Aim: Recast all of the records that follow as a numbered list, leaving out any blank lines.

Records drawn from a collection:
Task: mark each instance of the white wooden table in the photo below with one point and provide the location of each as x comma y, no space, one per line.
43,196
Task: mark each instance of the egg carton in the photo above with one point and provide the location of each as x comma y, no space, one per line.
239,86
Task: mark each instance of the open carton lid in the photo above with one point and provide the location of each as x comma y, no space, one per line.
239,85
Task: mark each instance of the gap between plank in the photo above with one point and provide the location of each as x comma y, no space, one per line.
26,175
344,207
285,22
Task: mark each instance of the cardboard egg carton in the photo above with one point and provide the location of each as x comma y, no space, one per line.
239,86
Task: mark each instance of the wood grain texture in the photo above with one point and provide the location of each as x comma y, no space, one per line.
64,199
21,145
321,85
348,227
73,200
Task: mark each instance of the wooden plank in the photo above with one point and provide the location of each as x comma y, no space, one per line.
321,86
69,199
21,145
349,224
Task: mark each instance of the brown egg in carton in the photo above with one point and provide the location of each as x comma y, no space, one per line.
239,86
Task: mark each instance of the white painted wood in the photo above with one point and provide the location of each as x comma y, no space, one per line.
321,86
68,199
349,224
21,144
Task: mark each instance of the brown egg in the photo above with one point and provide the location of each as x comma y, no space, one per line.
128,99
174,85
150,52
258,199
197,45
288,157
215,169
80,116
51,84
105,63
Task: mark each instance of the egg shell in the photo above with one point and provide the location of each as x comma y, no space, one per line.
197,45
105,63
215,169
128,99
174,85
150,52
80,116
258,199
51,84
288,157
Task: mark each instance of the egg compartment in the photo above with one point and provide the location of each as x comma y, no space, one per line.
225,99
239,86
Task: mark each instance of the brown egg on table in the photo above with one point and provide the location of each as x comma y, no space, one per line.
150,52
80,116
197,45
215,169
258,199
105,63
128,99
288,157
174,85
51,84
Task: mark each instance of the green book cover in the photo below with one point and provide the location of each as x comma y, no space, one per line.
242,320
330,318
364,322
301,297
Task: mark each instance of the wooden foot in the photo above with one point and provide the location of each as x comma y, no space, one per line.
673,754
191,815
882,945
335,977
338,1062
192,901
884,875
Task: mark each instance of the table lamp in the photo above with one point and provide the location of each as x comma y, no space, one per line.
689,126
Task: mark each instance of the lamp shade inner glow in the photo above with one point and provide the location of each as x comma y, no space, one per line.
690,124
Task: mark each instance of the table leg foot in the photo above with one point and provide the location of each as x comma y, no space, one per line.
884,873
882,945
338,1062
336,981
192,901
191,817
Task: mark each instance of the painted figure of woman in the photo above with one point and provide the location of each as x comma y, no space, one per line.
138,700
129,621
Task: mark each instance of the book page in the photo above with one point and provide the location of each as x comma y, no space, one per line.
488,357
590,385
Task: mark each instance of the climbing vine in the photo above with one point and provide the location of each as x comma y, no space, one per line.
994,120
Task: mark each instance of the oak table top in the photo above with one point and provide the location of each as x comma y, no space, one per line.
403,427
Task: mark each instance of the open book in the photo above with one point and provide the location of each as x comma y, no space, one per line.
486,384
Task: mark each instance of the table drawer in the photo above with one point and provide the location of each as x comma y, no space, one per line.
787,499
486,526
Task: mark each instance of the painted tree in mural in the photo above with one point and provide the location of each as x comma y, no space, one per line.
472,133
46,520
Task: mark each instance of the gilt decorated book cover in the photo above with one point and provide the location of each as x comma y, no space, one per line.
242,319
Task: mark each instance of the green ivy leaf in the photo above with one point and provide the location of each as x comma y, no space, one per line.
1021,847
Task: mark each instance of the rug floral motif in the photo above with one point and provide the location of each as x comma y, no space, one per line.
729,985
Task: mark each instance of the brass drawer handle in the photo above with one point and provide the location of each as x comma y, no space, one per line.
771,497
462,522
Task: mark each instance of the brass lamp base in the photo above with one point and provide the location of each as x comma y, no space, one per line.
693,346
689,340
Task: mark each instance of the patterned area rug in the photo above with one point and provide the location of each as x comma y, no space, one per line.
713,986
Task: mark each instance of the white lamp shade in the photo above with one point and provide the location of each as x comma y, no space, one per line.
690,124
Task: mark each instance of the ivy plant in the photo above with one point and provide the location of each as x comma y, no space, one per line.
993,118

Completed exercise:
1. Task: mark each instance of the white wooden table in the photo below with one point and provide the location of each as x comma y, no space, one per line.
2. 43,196
3. Task: mark each instance of the egg carton in the photo above with one point and provide the location of each as x comma y, no space, one per line.
4. 239,86
5. Task: mark each instance of the open carton lid in the photo above with one point and provide the location of each as x comma y, no space, one per line.
6. 239,85
7. Task: mark each instance of the gap between plank in the photo above with one point and provide the location of each as x comma y, no space, one per line.
8. 26,175
9. 344,207
10. 285,22
11. Task: mark each instance of the cardboard egg carton in the photo above with one point and provide the location of each as x comma y, no space, one per line.
12. 239,86
13. Task: mark each instance of the wood grain texture in the photo above with one point and provide the location of each as x comma y, no space, one per line.
14. 64,199
15. 21,145
16. 321,85
17. 348,227
18. 73,200
19. Task: mark each instance of the wooden plank in the photo above with one point and provide the location of each as x comma y, no space, one per line.
20. 321,86
21. 69,199
22. 21,145
23. 349,224
24. Task: mark each instance of the brown egg in carton in the photo above with one point and provide the location of each as x comma y, no space, one per line.
25. 239,86
26. Task: mark each instance of the white painted wood in the photo above with one point and provide the location of each as x comma y, no space, one per line.
27. 321,86
28. 68,199
29. 349,224
30. 21,144
31. Task: mark each instance of the brown egg in the photo above with one point and provide the location of each as x comma y, no space, one per line.
32. 128,99
33. 174,85
34. 150,52
35. 258,199
36. 197,45
37. 288,157
38. 215,169
39. 80,116
40. 51,84
41. 105,63
42. Task: mark each instance of the egg shell in the photo above with one point and provide the location of each as x comma y, no space, one per line.
43. 197,45
44. 105,63
45. 215,169
46. 128,99
47. 174,85
48. 150,52
49. 80,116
50. 258,199
51. 51,84
52. 288,157
53. Task: mark each instance of the egg compartment in the photo above with one point and provide the location of each as x comma y, no space, one per line.
54. 225,99
55. 239,86
56. Task: mark each instance of the brown egg on table in the photo above with one point and provide the location of each as x comma y, no space, one per line.
57. 150,52
58. 80,116
59. 197,45
60. 215,169
61. 258,199
62. 105,63
63. 128,99
64. 288,157
65. 174,85
66. 51,84
67. Task: mark each instance of the green book cover in the photo below with one point and provide the location of each as x comma y, no space, one per line.
68. 242,320
69. 330,318
70. 364,322
71. 301,297
72. Task: mark each instance of the wooden foot in the photo above with one point and provide the location of each as x comma y, no space, one per line.
73. 673,754
74. 191,815
75. 882,945
76. 335,977
77. 338,1062
78. 192,901
79. 884,875
80. Task: mark each instance of the table lamp in the photo above with one point and provide the location of each as x comma y, no space, one per line.
81. 689,126
82. Task: mark each instance of the lamp shade inner glow in the photo above with one point and provide the location of each as x comma y, no space, one per line.
83. 690,124
84. Task: mark each instance of the table leg foot in the photo above with one point and provide the location of each as x comma y, no space, one per line.
85. 884,873
86. 882,945
87. 338,1062
88. 336,981
89. 192,901
90. 191,817
91. Task: mark each instance of the painted figure of woman in the photo above with one point and provide the location of each as x comma y, no space, one per line.
92. 138,700
93. 129,621
94. Task: mark each instance of the book page in the photo above with one point and provide the location of each as x comma y, no space, one per line.
95. 488,357
96. 590,385
97. Task: mark each instance of the climbing vine in the photo above with one point and provide the location of each as x comma y, no space, one per line.
98. 994,120
99. Task: mark each instance of the oak table top in the photo above with one point and provide the location of each as x comma y, no space, one per line.
100. 403,427
101. Task: mark each instance of the open book in the photo above with one point and provide the location of each as x comma y, no space, one per line.
102. 486,384
103. Task: mark each instance of the table drawer in the photo above with one point and provide the location of each as x comma y, no space, one per line.
104. 787,499
105. 486,526
106. Task: mark each instance of the painted tree in mural in the photo above with one point and provide the location of each as x comma y, no space, one per line.
107. 472,133
108. 46,520
109. Task: mark each instance of the gilt decorated book cover in the photo above with one point and provide the location of each as x comma y, no space, one per line.
110. 242,319
111. Task: mark each instance of the green ivy leaf in the photo above with one point and provide the location of each as x comma y, no space, one per line.
112. 1021,847
113. Task: mark each instance of the rug floral motif in the photo above with one point and provide the location of each as x comma y, no space, one per line.
114. 729,985
115. Task: mark each instance of the brass drawer handle in the photo above with one point and provide the location of each as x comma y, no space, one per line.
116. 771,497
117. 462,522
118. Task: mark each instance of the brass lamp base in the photo above with one point and provide the location of each as x comma y, no space, one per line.
119. 693,346
120. 689,340
121. Task: mark each instance of the patterned area rug in the photo above with one point and provide the location of each as x comma y, no space, one per line.
122. 713,986
123. Task: mark each instance of the white lamp shade in the photo above with one point and provide the location of each as x comma y, no space, one per line.
124. 690,124
125. Task: mark each instance of the ivy plant in the photo above with one point and provide the location of each as x comma y, no space, one per line.
126. 993,118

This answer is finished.